Excerto -

'''

O lúpus eritematoso sistémico (LES) é uma doença inflamatória crónica autoimune caraterizada pela produção de auto-anticorpos e deposição de imunocomplexos em múltiplos órgãos, resultando numa grande heterogeneidade de manifestações clínicas e afetação de um ou mais órgãos.

Artigo da responsabilidade do Dr. Carlos Carneiro. Coordenador do Núcleo de Estudos de Doenças Auto-imunes da SPMI

 

O LES afeta predominantemente o sexo feminino num rácio de cerca de 9:1, e em mais de 80%, ocorre em mulheres em idade fértil. Estima-se que a prevalência em Portugal seja de 100 a 200/100 000 habitantes, superior aos restantes países na Europa do Sul onde varia entre 34 – 91 casos/100 000 habitantes.

A história natural da doença caracteriza-se por um curso ondulante de episódios de recidivas intercalados com períodos de remissão, com um prognóstico variável e que ocorrem mesmo sob terapêutica. Nas últimas décadas, tem-se verificado uma redução da mortalidade devido à doença e está descrita uma remissão progressiva a longo prazo, sendo os eventos trombóticos a causa de morte mais frequente. Desta forma, a presença de comorbilidades cardiovasculares (hipertensão arterial, tabagismo e dislipidemia) ocupa um papel de relevo na avaliação de doentes com LES.

O LES pode ser avaliado em duas dimensões: através da atividade da doença e da lesão órgão-alvo acumulada. No LES não existem biomarcadores que possam prever a progressão da doença. Vários estudos identificaram fatores de mau prognóstico na doença, sendo globalmente reconhecidos: a idade jovem à data do diagnóstico, o género, o estatuto socioeconómico, a etnia e a atividade da doença medida pelo SLEDAI. A idade de início correlaciona-se com a expressão clínica, o padrão de órgãos atingidos e os achados serológicos. Alguns estudos tentaram definir quais os determinantes da morbilidade e mortalidade nos doentes com LES. Foram destacados: atividade da doença (artrite, eritema malar, nefropatia ativa, febre, envolvimento neurológico, fenómeno Raynaud, serosite, trombocitopenia e trombose), infeções, hipertensão arterial, dislipidemia, tabagismo, osteoporose, citopenias relacionadas com o uso de imunossupressores e neoplasias.

'''

Dados extraídos -

'''

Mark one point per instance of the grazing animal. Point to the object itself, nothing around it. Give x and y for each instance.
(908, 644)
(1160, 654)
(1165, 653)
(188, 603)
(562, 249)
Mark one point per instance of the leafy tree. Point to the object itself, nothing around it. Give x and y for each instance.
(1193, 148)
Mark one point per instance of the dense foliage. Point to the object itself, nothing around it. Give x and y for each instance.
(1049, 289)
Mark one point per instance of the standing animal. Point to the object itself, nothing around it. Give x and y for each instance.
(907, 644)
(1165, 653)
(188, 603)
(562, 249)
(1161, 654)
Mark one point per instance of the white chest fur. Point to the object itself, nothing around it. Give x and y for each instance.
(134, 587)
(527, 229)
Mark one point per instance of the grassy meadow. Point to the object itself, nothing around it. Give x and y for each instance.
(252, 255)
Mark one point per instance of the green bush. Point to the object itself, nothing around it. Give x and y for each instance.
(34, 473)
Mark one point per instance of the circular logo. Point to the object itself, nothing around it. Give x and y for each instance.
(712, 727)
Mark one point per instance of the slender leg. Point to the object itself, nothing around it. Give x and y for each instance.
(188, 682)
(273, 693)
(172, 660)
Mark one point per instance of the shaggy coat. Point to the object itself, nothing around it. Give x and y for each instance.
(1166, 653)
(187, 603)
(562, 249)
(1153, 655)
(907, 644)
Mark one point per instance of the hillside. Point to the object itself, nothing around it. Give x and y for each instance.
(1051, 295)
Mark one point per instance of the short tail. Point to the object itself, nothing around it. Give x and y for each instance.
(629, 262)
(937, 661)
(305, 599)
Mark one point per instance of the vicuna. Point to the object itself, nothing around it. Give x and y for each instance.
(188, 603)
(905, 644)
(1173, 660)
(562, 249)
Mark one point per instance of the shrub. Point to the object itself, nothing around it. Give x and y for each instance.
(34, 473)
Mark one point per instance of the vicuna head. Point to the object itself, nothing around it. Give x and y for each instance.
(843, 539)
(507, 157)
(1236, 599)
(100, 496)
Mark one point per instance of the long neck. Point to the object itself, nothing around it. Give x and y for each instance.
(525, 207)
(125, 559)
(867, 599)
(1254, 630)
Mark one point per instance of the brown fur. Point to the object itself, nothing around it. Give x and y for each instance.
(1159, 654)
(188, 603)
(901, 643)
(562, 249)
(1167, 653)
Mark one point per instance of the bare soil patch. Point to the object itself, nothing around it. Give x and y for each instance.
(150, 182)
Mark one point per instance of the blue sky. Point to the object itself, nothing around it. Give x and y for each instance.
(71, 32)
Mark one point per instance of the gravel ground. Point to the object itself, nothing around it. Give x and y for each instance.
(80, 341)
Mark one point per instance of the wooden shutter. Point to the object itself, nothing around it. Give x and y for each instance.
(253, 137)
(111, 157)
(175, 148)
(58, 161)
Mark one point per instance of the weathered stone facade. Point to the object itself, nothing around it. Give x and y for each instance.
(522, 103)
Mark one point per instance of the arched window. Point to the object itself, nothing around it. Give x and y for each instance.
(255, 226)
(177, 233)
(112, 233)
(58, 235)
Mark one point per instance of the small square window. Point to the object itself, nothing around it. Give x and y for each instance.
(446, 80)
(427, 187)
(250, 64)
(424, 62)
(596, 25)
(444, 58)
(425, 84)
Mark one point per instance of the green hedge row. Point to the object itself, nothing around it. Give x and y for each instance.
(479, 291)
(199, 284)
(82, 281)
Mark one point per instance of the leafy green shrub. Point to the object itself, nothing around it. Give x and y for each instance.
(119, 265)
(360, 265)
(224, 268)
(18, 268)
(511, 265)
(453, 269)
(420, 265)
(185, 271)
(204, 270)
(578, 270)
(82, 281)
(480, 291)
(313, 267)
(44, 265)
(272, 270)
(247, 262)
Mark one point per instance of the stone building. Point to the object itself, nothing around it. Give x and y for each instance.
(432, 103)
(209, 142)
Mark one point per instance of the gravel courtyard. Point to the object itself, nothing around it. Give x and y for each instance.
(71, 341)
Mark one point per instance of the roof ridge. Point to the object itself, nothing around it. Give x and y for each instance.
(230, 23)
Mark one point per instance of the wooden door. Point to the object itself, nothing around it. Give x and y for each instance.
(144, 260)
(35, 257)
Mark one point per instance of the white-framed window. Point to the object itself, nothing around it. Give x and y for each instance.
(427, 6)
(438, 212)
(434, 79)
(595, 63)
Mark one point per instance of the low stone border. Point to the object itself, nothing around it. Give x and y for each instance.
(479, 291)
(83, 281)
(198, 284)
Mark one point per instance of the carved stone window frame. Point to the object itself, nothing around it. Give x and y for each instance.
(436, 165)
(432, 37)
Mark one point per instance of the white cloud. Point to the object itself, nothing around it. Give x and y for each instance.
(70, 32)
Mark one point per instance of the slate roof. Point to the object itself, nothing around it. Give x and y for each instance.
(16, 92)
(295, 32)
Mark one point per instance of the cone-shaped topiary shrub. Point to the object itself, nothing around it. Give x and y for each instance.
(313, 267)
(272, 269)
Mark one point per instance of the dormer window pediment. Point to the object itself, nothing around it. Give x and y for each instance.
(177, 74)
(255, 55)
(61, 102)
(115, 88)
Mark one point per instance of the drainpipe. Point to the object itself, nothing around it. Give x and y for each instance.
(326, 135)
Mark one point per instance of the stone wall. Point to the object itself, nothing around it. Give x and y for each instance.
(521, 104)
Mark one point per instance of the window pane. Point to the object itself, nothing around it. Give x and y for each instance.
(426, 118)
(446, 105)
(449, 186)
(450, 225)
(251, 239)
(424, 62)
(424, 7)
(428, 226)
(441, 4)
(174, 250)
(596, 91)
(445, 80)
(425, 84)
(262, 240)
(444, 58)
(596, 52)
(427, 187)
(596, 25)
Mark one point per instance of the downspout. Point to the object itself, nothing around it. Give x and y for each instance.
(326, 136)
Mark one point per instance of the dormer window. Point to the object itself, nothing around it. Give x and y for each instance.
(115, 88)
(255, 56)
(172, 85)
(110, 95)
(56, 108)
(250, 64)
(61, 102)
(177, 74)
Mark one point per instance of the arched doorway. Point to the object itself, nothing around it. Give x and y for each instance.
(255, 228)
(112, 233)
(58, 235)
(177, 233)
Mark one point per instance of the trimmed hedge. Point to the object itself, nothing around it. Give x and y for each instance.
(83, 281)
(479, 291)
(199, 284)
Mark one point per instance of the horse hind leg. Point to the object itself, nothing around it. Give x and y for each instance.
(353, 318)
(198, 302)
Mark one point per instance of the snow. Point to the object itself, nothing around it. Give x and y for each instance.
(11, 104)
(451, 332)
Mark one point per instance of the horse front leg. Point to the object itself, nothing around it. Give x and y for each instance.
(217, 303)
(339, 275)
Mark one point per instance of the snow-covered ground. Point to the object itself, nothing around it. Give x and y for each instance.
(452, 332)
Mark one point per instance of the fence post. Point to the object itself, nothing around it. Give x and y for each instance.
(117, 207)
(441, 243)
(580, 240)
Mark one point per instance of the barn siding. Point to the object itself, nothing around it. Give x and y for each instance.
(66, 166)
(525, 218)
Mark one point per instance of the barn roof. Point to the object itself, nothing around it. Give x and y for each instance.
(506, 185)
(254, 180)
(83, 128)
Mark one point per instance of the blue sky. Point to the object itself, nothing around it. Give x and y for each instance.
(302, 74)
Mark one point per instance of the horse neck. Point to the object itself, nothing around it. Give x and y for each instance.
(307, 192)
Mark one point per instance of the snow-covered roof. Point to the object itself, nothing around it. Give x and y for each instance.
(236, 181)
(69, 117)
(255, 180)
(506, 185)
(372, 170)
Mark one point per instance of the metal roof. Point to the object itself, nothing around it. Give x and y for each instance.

'''

O que fará - Transcreva fielmente o trecho do excerto sobre o lúpus, a começar nas palavras "A história natural" e a terminar após "de doentes com LES.". Recorra unicamente ao excerto.

Resposta ao exercício -
A história natural da doença caracteriza-se por um curso ondulante de episódios de recidivas intercalados com períodos de remissão, com um prognóstico variável e que ocorrem mesmo sob terapêutica. Nas últimas décadas, tem-se verificado uma redução da mortalidade devido à doença e está descrita uma remissão progressiva a longo prazo, sendo os eventos trombóticos a causa de morte mais frequente. Desta forma, a presença de comorbilidades cardiovasculares (hipertensão arterial, tabagismo e dislipidemia) ocupa um papel de relevo na avaliação de doentes com LES.